### [Source]
Dominic Grieve: I will leave party if Boris Johnson becomes leader

The former attorney general, Dominic Grieve, said Boris Johnson would not be a suitable candidate for prime minister.
The former attorney general, Dominic Grieve, said Boris Johnson would not be a suitable candidate for prime minister. Photograph: AFP/Getty Images

A former Conservative minister has said he would leave the party if Boris Johnson were elected leader, as recriminations mounted over the former foreign secretary’s description of Muslim women in burqas.

The former attorney general Dominic Grieve, who has become a prominent advocate for a soft Brexit, described Johnson’s comments in a Telegraph column as “very embarrassing”. Meanwhile, more Tory MPs called for Johnson to apologise.

In the piece, Johnson said he would not support a ban on the face veil, but compared women wearing a burqa to “letterboxes” and “bank robbers”.

The Conservative chairman, Brandon Lewis, has asked Johnson to apologise for the remarks, which the prime minister, Theresa May, called “offensive”. Both have stopped short of taking concrete action against Johnson, who quit the cabinet last month over the government’s Brexit blueprint.

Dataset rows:
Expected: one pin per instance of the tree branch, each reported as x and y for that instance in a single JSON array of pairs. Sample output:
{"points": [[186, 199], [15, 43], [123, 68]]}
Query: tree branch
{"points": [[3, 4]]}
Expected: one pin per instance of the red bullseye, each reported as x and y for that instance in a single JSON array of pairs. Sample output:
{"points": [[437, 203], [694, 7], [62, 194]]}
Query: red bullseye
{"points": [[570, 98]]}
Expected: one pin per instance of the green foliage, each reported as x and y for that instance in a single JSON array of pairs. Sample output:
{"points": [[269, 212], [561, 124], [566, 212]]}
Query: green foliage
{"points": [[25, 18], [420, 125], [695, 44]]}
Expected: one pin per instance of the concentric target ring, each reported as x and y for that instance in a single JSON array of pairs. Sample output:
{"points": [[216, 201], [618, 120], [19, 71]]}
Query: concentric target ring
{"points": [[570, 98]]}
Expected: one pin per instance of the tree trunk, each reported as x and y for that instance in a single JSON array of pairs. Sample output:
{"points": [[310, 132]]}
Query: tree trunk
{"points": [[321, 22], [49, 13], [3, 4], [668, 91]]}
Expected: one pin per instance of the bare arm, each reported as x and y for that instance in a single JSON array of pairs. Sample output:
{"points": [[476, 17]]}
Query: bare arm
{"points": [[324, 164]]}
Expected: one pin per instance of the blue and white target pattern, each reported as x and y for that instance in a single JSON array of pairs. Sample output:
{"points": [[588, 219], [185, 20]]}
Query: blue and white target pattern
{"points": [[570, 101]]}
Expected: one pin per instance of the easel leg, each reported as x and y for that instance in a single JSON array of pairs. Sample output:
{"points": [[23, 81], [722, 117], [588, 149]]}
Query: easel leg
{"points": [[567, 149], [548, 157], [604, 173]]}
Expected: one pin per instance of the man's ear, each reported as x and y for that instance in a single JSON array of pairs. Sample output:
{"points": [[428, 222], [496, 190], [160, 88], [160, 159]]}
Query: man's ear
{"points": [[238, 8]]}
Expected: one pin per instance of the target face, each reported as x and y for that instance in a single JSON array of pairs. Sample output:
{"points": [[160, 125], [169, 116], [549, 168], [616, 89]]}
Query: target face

### [Tasks to complete]
**A)** Based on the article about Dominic Grieve, decide whether each statement agrees with it: (i) Grieve described Johnson's comments as very embarrassing; (ii) Johnson said he would support a ban on the face veil; (iii) Theresa May called Johnson's remarks offensive. For each, answer yes or no and quote the deciding words from the article.
**B)** According to the article about Dominic Grieve, what was the reason Boris Johnson quit the cabinet?

### [Outputs in order]
**A)**
(i) Yes: "described Johnson’s comments in a Telegraph column as “very embarrassing”"
(ii) No: "Johnson said he would not support a ban on the face veil"
(iii) Yes: "which the prime minister, Theresa May, called “offensive”"

**B)** He quit the cabinet over the government’s Brexit blueprint.